◆ Task goal ◆
Every record below should be printed exactly as given.

== == ==

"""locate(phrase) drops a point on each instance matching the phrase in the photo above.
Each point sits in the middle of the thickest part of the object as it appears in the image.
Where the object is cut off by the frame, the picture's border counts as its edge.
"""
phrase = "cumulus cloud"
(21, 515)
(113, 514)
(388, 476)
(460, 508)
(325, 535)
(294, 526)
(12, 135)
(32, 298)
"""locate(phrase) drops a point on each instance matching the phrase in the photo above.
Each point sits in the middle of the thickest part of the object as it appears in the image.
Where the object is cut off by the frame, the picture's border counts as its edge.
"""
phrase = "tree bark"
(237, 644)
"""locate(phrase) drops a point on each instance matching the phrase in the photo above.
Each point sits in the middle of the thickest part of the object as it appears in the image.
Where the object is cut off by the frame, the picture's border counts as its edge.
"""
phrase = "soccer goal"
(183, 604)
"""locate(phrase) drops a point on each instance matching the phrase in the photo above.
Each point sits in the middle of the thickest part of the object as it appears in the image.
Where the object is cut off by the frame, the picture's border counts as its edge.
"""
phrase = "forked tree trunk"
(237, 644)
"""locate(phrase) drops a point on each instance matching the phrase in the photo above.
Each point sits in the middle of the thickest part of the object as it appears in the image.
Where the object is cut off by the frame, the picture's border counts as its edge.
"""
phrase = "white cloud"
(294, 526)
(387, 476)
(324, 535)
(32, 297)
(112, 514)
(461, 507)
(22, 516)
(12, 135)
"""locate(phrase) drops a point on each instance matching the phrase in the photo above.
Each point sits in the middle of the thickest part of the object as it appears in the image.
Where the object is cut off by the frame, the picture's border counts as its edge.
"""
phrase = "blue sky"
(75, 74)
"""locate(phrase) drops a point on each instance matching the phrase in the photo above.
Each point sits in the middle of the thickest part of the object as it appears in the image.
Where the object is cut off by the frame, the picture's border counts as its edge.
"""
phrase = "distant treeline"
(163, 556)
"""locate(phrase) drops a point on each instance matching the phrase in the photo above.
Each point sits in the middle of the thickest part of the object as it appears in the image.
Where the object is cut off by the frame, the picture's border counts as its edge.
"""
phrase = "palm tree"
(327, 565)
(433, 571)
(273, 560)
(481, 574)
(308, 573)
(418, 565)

== == ==

◆ Written response ◆
"""locate(phrase) drops a point on each instance matching the phrase in the photo above.
Each point sits in the middle of the thickest part of the object as it appears in the image.
Where the object is cut off by the frame, the picture's border counts as its edge.
"""
phrase = "cumulus cloud"
(21, 515)
(113, 514)
(388, 476)
(460, 508)
(325, 535)
(294, 526)
(12, 135)
(32, 298)
"""locate(phrase) drops a point on each instance matching the phrase in the photo above.
Each point sits in the middle of the thickest part of the object as it appears in the image.
Where the object is cut off by the frame, the picture's border counts as its edge.
"""
phrase = "tree bark"
(237, 644)
"""locate(phrase) drops a point on each instance matching the phrase in the photo above.
Each point sits in the middle of the thickest part of the object as it appears in the image.
Where the object is cut off by the frame, the picture's border counts as its edge.
"""
phrase = "soccer goal"
(183, 604)
"""locate(phrase) drops a point on each instance matching the phrase in the photo above.
Each point sits in the middle of the thickest part of the object as it appears in the image.
Where the object is cut off by the frame, the picture's border counts as its edge.
"""
phrase = "forked tree trunk"
(237, 644)
"""locate(phrase) drops a point on each instance matching the phrase in the photo above.
Each point sits in the middle of the thickest part of the object as it appears in the image.
Where the object is cut off by the frame, the picture's border counts as its edge.
"""
phrase = "white cloud"
(294, 526)
(387, 476)
(324, 535)
(32, 297)
(112, 514)
(461, 507)
(22, 516)
(12, 135)
"""locate(phrase) drops a point on each instance matching the phrase in the photo above.
Each point sits in the middle of the thickest part of the object as it appears in the image.
Where the object is cut off by the frame, the picture's border counts as its edge.
"""
phrase = "blue sky"
(75, 74)
"""locate(phrase) drops a point on each instance matching the phrase in the photo above.
Each point sits in the middle of the thickest part of the object as it appears in the image.
Where the object is cut off by the frame, the picture's border counts as its edge.
"""
phrase = "distant treeline"
(163, 556)
"""locate(phrase) drops a point on each instance matching the phrase in the photo above.
Each point sits in the middle of the thickest part of the object as it appears in the image.
Where the object is cut off by the frame, the picture's border counts as its edge.
"""
phrase = "palm tree"
(327, 565)
(433, 571)
(273, 560)
(481, 574)
(308, 573)
(418, 565)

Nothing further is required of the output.